## About this task
The lines to copy from the data below are those that hold the string "locomotive".

## Recorded data
--- --- ---
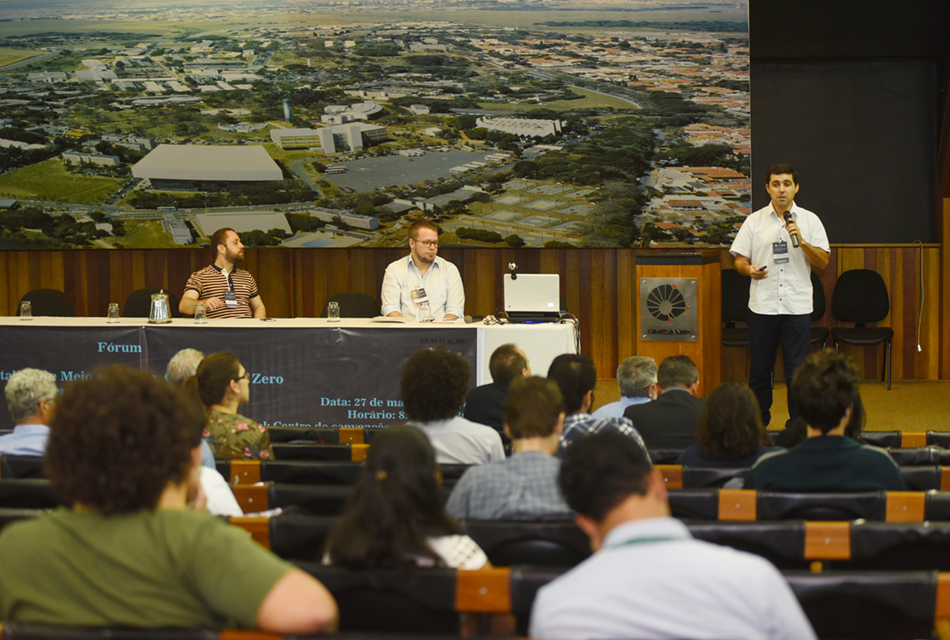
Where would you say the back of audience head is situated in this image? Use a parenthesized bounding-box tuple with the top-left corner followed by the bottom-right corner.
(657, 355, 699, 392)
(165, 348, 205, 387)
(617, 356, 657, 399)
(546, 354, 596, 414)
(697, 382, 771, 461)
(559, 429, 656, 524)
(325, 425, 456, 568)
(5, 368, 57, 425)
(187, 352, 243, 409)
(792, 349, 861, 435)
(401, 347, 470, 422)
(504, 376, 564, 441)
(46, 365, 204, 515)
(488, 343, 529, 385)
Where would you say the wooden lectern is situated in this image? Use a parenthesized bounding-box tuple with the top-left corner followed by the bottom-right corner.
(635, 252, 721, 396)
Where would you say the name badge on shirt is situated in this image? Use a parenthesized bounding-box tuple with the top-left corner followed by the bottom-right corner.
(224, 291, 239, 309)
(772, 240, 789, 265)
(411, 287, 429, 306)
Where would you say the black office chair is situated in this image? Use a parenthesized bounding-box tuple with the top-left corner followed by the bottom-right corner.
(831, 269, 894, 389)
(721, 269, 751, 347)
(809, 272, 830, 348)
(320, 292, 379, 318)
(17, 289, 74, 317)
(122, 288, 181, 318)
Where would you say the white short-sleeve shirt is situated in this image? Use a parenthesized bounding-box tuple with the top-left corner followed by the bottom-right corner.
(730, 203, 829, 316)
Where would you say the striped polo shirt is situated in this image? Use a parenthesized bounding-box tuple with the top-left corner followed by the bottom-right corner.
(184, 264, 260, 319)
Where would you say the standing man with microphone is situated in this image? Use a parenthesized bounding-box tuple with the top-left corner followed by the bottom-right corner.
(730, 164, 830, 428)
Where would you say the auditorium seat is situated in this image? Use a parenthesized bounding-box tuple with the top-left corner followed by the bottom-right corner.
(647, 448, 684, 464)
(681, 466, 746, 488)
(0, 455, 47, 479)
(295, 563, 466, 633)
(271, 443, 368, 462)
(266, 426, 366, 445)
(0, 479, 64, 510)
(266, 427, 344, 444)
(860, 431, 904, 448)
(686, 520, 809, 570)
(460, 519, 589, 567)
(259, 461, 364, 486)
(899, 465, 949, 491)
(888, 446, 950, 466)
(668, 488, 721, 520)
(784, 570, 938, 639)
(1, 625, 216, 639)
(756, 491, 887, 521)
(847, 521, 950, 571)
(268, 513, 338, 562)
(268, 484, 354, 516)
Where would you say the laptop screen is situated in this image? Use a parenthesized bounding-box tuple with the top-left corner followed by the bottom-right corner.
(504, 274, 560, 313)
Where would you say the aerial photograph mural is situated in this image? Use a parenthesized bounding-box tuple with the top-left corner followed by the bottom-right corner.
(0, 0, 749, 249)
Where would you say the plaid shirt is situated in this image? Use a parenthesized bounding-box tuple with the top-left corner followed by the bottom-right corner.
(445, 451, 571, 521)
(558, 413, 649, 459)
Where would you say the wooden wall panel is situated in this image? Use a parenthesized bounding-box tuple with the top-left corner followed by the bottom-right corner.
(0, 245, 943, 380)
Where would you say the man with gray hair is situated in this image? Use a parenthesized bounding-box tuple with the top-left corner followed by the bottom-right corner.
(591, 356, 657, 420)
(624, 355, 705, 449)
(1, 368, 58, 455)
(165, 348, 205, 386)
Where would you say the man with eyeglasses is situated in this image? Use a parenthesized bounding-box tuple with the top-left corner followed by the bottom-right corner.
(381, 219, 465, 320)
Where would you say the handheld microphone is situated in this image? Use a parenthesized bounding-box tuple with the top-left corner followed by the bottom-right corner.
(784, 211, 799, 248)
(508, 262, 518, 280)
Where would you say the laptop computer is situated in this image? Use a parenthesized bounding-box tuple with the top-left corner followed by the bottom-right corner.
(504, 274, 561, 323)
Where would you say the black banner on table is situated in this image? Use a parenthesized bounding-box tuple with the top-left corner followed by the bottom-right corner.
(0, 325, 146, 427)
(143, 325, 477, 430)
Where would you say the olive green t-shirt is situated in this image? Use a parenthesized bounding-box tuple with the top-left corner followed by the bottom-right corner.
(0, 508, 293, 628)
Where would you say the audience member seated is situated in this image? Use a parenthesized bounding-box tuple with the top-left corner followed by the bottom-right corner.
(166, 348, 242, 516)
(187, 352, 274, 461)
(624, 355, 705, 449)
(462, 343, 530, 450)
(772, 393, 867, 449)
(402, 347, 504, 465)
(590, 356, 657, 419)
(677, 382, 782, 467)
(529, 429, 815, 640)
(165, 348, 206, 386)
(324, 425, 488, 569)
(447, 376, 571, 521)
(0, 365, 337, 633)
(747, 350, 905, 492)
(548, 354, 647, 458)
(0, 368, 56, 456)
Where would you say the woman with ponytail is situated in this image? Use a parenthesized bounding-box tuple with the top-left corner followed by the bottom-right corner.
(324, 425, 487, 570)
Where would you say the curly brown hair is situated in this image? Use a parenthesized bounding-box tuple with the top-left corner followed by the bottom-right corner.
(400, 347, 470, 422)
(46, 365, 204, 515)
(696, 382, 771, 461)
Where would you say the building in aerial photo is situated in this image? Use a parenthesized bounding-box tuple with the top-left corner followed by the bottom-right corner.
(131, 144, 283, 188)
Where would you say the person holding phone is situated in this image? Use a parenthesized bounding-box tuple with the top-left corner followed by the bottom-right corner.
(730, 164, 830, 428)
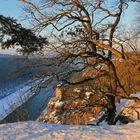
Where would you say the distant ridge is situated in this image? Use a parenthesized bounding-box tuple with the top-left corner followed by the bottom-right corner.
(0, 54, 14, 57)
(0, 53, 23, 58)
--- --- ---
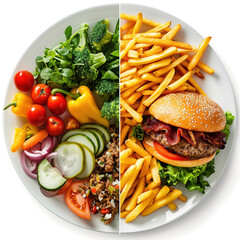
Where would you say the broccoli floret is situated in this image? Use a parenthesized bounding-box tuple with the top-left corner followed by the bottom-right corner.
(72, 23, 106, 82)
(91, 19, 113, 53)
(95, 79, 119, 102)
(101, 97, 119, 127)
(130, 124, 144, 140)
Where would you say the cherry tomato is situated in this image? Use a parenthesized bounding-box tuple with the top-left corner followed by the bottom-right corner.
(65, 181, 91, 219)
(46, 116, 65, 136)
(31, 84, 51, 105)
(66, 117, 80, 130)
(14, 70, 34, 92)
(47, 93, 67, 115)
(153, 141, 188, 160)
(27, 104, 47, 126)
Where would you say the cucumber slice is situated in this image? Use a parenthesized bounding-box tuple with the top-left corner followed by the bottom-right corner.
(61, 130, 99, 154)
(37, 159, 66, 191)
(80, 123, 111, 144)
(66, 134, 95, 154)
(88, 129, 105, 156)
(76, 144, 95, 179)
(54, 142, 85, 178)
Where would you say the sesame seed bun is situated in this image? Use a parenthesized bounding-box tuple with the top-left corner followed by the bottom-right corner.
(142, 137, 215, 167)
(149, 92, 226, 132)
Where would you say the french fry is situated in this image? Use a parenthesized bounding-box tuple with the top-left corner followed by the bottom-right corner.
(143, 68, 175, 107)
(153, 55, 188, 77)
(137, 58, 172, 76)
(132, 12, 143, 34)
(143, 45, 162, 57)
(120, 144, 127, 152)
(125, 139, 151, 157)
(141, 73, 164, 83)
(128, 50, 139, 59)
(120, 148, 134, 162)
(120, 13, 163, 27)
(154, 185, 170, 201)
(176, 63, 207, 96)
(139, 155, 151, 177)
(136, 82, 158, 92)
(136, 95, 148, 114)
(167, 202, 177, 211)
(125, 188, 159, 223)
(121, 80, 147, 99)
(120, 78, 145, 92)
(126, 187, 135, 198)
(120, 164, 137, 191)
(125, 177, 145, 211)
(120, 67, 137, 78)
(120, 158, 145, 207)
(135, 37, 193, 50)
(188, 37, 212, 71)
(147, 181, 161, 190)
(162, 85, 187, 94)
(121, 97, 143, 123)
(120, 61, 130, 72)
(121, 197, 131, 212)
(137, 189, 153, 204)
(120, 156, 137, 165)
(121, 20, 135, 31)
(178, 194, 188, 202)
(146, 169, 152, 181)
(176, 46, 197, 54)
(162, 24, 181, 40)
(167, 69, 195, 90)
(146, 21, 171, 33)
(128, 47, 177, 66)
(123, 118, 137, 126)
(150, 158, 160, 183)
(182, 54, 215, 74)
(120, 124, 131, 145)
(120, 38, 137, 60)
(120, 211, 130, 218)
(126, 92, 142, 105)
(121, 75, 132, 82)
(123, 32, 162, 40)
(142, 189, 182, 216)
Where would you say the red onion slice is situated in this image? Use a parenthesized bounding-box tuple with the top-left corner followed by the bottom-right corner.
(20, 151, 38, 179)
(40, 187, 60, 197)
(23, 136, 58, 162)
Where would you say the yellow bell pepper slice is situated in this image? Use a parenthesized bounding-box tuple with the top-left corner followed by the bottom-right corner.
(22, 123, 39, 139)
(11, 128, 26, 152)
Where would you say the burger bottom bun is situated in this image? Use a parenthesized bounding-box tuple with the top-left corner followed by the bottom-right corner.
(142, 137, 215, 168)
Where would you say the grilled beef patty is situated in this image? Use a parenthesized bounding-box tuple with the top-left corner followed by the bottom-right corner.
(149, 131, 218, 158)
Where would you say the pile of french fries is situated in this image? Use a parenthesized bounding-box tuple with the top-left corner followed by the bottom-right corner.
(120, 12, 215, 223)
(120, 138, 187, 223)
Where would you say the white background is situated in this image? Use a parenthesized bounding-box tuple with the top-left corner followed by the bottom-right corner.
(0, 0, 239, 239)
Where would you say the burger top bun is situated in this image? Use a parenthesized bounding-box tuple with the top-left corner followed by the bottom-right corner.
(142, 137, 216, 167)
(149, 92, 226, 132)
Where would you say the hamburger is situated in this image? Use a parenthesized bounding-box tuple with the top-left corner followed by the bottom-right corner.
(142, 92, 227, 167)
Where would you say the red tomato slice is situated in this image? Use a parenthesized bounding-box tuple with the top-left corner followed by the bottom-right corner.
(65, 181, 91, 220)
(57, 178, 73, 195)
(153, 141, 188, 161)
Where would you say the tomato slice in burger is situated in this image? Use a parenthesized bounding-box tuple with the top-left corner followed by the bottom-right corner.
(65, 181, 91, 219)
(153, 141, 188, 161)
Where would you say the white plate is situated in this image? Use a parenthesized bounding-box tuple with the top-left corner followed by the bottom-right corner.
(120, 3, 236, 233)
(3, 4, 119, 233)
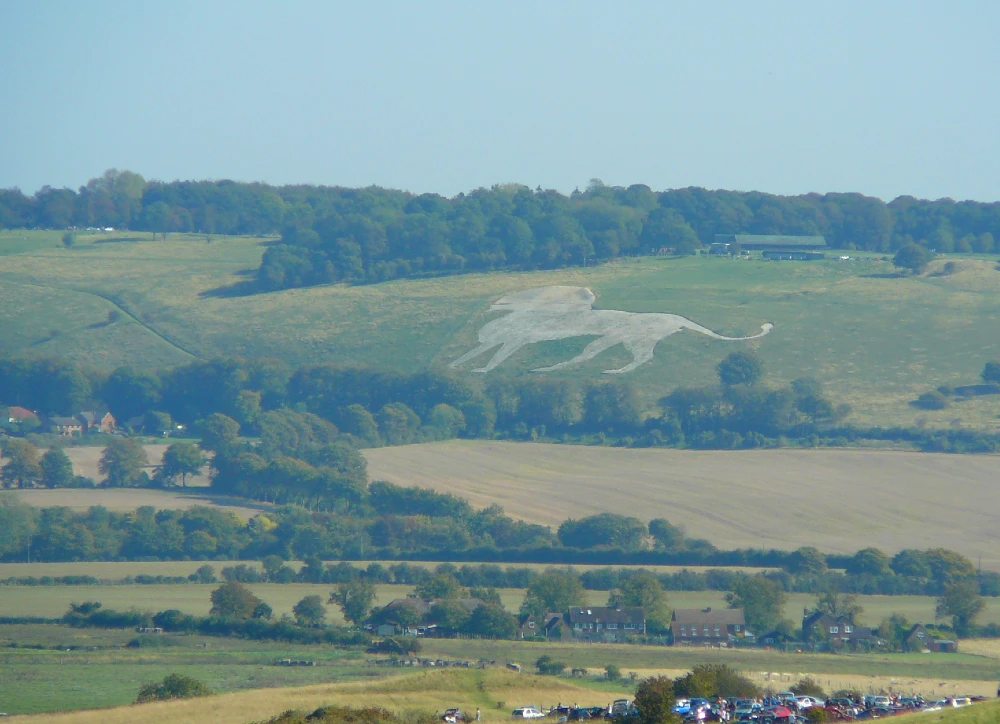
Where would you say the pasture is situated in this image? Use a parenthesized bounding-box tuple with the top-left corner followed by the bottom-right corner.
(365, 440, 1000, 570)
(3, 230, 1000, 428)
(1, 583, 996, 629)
--- --- ---
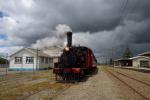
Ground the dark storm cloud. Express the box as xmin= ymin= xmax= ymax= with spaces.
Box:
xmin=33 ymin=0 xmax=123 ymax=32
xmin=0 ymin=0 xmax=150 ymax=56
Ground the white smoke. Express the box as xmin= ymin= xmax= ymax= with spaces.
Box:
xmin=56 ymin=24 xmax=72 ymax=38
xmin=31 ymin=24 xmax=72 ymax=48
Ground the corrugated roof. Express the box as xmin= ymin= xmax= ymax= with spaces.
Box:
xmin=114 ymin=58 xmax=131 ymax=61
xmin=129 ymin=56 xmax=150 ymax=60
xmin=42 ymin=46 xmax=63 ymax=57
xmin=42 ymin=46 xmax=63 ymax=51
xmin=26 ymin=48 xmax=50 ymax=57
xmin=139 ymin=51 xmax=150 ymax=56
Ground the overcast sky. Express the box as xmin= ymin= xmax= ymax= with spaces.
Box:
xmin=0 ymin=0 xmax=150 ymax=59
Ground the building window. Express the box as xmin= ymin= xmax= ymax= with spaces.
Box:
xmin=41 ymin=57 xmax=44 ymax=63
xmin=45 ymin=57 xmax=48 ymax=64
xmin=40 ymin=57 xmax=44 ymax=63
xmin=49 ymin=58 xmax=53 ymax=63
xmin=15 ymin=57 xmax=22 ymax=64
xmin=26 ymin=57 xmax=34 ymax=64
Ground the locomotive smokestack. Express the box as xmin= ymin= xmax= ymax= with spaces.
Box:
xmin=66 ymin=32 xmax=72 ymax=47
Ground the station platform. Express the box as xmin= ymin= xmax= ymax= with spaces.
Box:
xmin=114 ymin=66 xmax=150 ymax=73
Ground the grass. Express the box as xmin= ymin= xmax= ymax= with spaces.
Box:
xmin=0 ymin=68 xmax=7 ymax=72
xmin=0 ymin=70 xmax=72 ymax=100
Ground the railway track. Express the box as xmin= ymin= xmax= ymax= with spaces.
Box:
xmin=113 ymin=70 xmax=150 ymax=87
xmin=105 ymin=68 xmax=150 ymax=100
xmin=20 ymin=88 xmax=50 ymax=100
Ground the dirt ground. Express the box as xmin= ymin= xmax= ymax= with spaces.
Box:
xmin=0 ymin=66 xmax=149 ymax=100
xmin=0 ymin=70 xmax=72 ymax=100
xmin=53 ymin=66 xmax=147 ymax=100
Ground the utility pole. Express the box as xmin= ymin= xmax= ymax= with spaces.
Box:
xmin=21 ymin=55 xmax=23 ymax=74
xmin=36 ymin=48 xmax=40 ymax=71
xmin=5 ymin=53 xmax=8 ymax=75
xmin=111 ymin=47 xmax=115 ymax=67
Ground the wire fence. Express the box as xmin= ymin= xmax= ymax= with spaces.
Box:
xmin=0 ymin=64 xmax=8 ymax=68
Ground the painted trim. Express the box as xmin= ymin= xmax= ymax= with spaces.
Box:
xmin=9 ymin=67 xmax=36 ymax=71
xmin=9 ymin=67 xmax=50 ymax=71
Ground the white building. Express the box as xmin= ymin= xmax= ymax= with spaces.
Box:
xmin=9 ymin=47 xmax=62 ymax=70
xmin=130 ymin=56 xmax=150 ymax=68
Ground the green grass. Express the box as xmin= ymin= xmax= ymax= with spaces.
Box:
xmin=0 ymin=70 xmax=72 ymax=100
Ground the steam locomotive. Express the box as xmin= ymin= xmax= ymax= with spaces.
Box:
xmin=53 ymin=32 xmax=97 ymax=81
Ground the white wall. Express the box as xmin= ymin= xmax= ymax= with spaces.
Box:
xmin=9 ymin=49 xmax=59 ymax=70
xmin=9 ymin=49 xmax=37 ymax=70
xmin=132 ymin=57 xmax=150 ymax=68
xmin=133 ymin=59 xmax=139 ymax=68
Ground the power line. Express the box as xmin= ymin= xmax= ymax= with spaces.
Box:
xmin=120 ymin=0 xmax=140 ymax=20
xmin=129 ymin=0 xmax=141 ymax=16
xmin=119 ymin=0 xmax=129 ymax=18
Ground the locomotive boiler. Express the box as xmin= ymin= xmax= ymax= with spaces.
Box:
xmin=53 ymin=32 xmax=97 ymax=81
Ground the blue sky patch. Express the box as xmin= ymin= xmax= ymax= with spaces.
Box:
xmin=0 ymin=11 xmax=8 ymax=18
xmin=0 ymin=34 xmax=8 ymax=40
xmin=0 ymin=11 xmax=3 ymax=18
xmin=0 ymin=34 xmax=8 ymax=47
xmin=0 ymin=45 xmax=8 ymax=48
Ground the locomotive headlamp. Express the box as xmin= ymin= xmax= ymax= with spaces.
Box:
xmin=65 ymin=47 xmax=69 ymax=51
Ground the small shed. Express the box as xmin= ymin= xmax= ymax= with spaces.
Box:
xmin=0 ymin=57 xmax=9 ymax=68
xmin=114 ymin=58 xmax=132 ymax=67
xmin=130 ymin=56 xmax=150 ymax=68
--- --- ---
## Response area
Ground the locomotive smokestack. Express the box as xmin= ymin= xmax= ymax= with spaces.
Ground the steam locomotive. Express the box as xmin= ymin= xmax= ymax= with spaces.
Ground the locomotive boiler. Express the box as xmin= ymin= xmax= ymax= with spaces.
Ground the locomotive headlamp. Express the box as xmin= ymin= xmax= ymax= with spaces.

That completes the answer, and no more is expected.